— GOAL OF THE EXERCISE —
Can you continue the article on who owns New York City's veterinary clinics, starting right after its final sentence?

Those include practices operated by Downtown Veterinary Medical Hospitals, NYC Veterinary Group, Pure Paws Veterinary Care, Vinegar Hill Veterinary Group and City Veterinary Care.
Some are single-site clinics. Others are small local groups with two, three or four locations. They can look similar to a regional chain from the outside but remain locally controlled based on the public records and company materials Vetted reviewed.
This is also the category most likely to be undercounted.
Large companies typically maintain centralized location directories and announce financing transactions. A local veterinary practice may have a sparse website, operate under a professional corporation with a different legal name or provide little public information about its ownership.
Conversely, a practice that appears independent may have been acquired without adopting its parent company’s name.
An article published by the American Animal Hospital Association’s Trends magazine noted that relatively few consolidators place their own brands on acquired hospitals. The publication warned that clients may continue to believe they are visiting a locally owned clinic after the ownership structure has changed. is one reason Vetted is treating these figures as minimum verified counts rather than definitive market shares.
Nonprofits operate seven of the mapped locations
Seven locations were classified as nonprofit or charitable providers.
Four are operated by the ASPCA, including its Manhattan animal hospital and community veterinary clinics in the South Bronx, East New York and Long Island City.
The other three are the Schwarzman Animal Medical Center in Manhattan, the Humane Society of New York’s clinic and the Brooklyn-based BBAWC Rescue Clinic.
Those organizations differ significantly in eligibility requirements, services and pricing. Some provide subsidized or income-qualified care, while the Animal Medical Center operates as a large nonprofit specialty and emergency hospital.
Their inclusion is important because ownership type alone does not describe what a clinic does. A nonprofit specialty hospital, a charitable community clinic and a PE-backed primary-care chain may all be veterinary facilities, but they serve different patients and operate under different financial models.
Why ownership matters
Ownership does not, by itself, reveal whether a clinic provides good medicine, treats its employees well or charges more than its competitors.

— SOURCE DATA —
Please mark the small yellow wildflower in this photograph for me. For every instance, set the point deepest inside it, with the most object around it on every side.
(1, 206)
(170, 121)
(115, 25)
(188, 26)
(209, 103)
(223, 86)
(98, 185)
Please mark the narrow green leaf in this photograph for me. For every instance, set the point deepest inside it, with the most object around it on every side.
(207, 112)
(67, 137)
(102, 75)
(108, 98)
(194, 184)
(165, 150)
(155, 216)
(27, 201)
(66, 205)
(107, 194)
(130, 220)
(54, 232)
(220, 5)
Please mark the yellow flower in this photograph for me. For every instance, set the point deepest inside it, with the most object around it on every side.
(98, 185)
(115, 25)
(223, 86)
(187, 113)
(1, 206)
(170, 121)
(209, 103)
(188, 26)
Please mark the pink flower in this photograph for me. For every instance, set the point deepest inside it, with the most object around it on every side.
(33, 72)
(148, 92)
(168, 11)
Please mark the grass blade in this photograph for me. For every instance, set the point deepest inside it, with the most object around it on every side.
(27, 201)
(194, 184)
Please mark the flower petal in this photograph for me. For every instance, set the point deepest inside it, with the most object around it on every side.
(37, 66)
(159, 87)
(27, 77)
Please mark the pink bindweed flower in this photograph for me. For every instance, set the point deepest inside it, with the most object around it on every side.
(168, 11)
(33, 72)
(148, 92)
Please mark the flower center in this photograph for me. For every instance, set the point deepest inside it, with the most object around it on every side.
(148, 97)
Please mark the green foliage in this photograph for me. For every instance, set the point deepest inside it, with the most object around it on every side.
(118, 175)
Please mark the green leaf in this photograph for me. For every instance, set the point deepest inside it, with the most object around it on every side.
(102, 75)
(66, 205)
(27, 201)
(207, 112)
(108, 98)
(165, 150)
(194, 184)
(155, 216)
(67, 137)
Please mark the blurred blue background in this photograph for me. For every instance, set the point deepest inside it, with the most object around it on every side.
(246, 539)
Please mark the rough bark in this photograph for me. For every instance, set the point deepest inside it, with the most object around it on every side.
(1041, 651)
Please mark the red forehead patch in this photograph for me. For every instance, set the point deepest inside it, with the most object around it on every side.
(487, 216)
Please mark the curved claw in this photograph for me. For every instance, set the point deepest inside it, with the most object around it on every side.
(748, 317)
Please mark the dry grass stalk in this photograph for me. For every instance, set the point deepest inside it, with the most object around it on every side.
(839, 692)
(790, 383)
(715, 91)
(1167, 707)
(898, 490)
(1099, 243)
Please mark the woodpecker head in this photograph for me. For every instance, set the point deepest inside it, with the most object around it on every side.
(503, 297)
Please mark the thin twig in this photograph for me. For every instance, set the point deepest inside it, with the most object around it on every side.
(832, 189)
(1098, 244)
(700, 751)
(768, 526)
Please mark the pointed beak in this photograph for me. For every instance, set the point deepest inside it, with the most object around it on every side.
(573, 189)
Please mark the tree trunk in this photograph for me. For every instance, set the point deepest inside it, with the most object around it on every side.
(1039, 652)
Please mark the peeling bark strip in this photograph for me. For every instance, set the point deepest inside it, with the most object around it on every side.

— OUTPUT FOR THIS TASK —
Large networks can provide capital for equipment, extended hours, technology and new locations. Independent owners may have more direct control over staffing, pricing and the pace of growth. Nonprofits may expand access to services that would otherwise be unavailable, while still facing the same high labor, rent and medical supply costs as commercial practices.
The relevant question for pet owners is not whether one ownership model is automatically good or bad. It is whether they can tell which model they are dealing with.
A consumer choosing between two veterinary practices can usually compare their addresses, hours, services and online reviews within minutes. Determining who ultimately owns them may take significantly longer.
This analysis is a first step toward making that information easier to find.
How Vetted conducted this analysis
Vetted reviewed veterinary clinic websites, location directories, investor portfolios, acquisition announcements, nonprofit disclosures, professional directories and available business records through June 29, 2026.
The analysis counted fixed-location veterinary clinics and hospitals within New York City’s five boroughs. Mobile-only services and temporary vaccination or spay-and-neuter clinics were excluded.
A location was classified as private equity-backed when its parent company or operating network had a clearly documented current private equity sponsor. Multi-location companies without a clearly documented PE controlling owner were classified as corporate chains or veterinary service organizations. Clinics were considered independent when public evidence indicated local ownership and Vetted found no documented affiliation with a larger network.
Because ownership can change and acquisitions are not always publicly announced or accompanied by rebranding, Vetted will continue updating the database as additional documentation becomes available.